§ What is needed
What you return must be exactly the lines running from the one with "sample | <point>462,396</point>" to the end of the data below, inclusive, and nothing more.

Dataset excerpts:
/---

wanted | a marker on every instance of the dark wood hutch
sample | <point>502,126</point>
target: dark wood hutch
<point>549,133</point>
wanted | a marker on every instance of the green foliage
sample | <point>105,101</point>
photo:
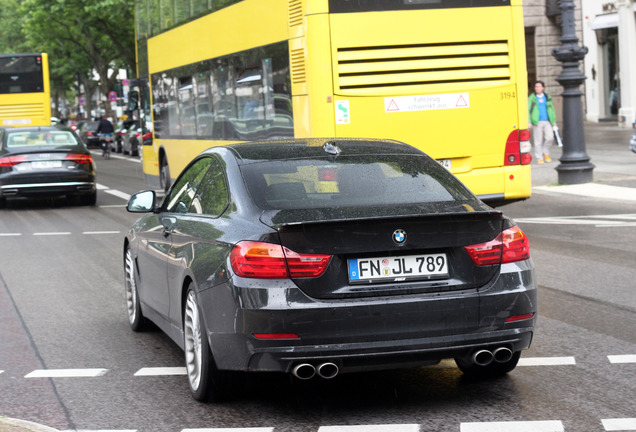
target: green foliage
<point>78,35</point>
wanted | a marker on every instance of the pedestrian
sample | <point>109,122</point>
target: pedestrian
<point>542,122</point>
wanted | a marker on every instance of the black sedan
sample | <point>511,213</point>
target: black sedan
<point>45,161</point>
<point>324,256</point>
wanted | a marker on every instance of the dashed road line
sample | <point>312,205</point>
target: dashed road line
<point>161,371</point>
<point>626,424</point>
<point>60,233</point>
<point>66,373</point>
<point>100,232</point>
<point>599,221</point>
<point>100,430</point>
<point>592,190</point>
<point>546,361</point>
<point>266,429</point>
<point>371,428</point>
<point>513,426</point>
<point>628,358</point>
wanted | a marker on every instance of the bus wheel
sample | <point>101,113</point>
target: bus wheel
<point>164,175</point>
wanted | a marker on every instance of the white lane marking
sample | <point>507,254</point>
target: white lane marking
<point>66,373</point>
<point>115,156</point>
<point>625,424</point>
<point>161,371</point>
<point>268,429</point>
<point>512,426</point>
<point>101,232</point>
<point>118,193</point>
<point>628,358</point>
<point>100,430</point>
<point>546,361</point>
<point>599,221</point>
<point>592,190</point>
<point>371,428</point>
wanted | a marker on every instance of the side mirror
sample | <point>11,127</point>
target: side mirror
<point>141,202</point>
<point>133,100</point>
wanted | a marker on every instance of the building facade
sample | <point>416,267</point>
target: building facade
<point>542,21</point>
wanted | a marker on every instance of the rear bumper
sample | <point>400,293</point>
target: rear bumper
<point>52,188</point>
<point>367,334</point>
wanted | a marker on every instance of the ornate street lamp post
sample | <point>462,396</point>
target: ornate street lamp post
<point>575,166</point>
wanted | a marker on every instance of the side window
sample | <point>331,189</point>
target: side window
<point>185,188</point>
<point>213,194</point>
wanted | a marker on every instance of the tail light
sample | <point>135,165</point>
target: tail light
<point>10,161</point>
<point>80,158</point>
<point>271,261</point>
<point>509,246</point>
<point>518,148</point>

\---

§ Result for this task
sample | <point>462,396</point>
target: ornate street lamp post
<point>575,166</point>
wanted | a marker on every instance of the side window
sample | <point>331,189</point>
target: side window
<point>185,188</point>
<point>213,194</point>
wanted | a marker on every instance of the tail light
sample | <point>135,165</point>
target: tail light
<point>10,161</point>
<point>80,158</point>
<point>271,261</point>
<point>509,246</point>
<point>518,148</point>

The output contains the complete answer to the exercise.